Task description: Rewrite the part of the article on the social media firing case from "The United States" through "about her work.", with "union representative" changed to "shop steward".

Document section:

------------------------------------------------------------------------

Laws Of .com

U.S. Company in Hot Water Over Social Media Policy

The United States National Labor Relations Board (NLRB) has filed a complaint against American Medical Response of Connecticut (AMRC) after the company allegedly fired an employee for making disparaging remarks about her supervisor on Facebook.   The employee made remarks about her supervisor on Facebook after the supervisor would not allow a union representative to help her draft a response to a customer’s complaint about her work. 

The NLRB complaint alleges that the employee was illegally terminated and that AMRC maintained and enforced an overly broad blogging and Internet posting policy.  Provisions in the policy that were singled out as being allegedly unlawful include one that prohibited employees from making disparaging remarks when discussing the company or supervisors and another that prohibited employees from depicting the company in any way over the Internet without company permission.

The U.S. National Labor Relations Act protects the right of employees to discuss working conditions without reprisal from their employers.  This is the first time, however, that the NLRB has asserted that criticism of an employer on a social media site is a protected activity.  As stated by Lafe Solomon, the NLRB’s Acting General Counsel, “...whether it takes place on Facebook or at the water cooler, it was employees talking jointly about working conditions, in this case about their supervisor, and they have a right to do that.”

A hearing on the case is scheduled for January 25, 2011.

------------------------------------------------------------------------

Entries shown:
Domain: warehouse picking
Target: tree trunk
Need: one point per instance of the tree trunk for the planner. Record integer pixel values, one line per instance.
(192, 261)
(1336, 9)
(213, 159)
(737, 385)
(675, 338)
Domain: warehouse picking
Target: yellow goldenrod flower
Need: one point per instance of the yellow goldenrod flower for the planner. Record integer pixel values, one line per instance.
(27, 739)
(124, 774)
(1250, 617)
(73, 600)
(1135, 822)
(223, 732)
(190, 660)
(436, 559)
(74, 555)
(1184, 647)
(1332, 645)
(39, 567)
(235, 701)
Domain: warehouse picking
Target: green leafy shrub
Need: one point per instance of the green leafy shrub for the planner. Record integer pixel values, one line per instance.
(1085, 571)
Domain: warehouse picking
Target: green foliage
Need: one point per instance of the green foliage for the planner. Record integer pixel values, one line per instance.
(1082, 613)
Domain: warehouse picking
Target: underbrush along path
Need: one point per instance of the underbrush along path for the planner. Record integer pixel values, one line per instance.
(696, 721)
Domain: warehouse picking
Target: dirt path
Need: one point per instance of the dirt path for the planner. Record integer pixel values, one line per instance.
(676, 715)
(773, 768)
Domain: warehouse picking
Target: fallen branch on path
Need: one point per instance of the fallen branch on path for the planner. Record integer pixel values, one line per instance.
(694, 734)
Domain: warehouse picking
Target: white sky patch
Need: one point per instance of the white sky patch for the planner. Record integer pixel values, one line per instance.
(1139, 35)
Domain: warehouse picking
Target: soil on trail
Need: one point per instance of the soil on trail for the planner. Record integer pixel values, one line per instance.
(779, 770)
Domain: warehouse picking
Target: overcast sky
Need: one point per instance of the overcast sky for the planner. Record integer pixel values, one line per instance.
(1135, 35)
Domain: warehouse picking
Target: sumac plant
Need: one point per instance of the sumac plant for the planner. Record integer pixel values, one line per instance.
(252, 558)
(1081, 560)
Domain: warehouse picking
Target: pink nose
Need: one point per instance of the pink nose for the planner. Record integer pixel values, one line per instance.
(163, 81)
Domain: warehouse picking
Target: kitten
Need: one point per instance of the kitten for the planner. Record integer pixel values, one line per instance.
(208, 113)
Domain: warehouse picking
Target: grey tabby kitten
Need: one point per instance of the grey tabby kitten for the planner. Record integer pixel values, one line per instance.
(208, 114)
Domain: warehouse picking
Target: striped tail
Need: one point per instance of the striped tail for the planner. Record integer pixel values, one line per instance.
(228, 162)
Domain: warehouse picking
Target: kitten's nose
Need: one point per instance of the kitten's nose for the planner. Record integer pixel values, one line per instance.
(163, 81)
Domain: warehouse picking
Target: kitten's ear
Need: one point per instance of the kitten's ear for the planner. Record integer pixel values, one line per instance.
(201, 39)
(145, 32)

------------------------------------------------------------------------

Task output:
The United States National Labor Relations Board (NLRB) has filed a complaint against American Medical Response of Connecticut (AMRC) after the company allegedly fired an employee for making disparaging remarks about her supervisor on Facebook.   The employee made remarks about her supervisor on Facebook after the supervisor would not allow a shop steward to help her draft a response to a customer’s complaint about her work.